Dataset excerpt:
==============================
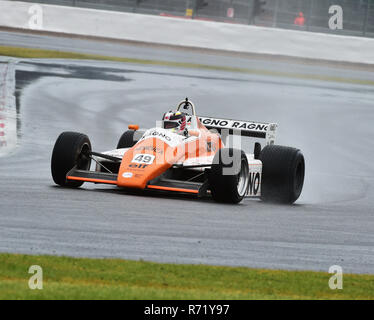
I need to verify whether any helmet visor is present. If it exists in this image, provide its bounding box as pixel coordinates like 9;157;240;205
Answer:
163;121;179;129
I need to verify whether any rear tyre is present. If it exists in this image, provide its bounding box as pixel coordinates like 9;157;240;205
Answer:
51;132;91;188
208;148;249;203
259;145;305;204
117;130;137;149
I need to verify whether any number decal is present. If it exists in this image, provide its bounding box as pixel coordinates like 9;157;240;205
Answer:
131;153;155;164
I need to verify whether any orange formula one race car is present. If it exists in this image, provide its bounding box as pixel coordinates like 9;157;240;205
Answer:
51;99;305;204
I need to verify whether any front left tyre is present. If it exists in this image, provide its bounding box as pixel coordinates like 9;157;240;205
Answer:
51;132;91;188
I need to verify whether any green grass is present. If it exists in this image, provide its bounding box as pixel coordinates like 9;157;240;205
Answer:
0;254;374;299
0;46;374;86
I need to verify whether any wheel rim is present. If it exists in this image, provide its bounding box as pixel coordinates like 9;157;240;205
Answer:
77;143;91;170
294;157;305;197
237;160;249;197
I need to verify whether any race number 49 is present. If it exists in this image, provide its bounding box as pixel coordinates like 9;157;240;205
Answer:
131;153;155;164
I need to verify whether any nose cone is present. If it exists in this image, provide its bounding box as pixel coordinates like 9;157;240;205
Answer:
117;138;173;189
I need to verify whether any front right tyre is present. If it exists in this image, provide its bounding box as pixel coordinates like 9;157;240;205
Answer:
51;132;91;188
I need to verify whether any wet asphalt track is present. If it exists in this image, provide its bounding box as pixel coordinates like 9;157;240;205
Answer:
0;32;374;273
==============================
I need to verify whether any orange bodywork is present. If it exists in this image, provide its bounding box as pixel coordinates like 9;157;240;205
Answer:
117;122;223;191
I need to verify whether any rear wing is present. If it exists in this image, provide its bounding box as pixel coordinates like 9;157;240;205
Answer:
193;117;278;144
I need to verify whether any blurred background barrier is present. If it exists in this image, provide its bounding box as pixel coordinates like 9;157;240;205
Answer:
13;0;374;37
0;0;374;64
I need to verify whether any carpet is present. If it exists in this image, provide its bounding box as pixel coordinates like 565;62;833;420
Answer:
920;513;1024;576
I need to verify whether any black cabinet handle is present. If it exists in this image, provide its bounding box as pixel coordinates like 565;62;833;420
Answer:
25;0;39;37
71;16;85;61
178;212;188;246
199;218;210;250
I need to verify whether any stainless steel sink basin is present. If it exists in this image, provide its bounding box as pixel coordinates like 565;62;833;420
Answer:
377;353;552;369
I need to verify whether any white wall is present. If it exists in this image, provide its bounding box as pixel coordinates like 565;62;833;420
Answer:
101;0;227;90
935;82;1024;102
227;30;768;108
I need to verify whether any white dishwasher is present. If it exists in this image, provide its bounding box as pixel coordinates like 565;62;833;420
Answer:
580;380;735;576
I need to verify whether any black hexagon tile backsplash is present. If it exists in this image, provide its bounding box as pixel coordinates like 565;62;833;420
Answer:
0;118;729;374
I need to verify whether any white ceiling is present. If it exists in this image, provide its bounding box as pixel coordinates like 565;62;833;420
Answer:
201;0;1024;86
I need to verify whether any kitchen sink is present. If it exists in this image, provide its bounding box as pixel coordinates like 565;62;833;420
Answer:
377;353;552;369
==============================
# What you have to do
Rewrite the items from the line containing "I need to verify whether any black hexagon" through the line containing "0;118;729;374", putting "mosaic" in place of "tile" and leaving everything else unchanged.

# Output of the task
I need to verify whether any black hexagon mosaic backsplash is present. If it exists in this image, provide its bounding box as pixel coordinates like 565;62;833;420
Answer:
0;118;729;374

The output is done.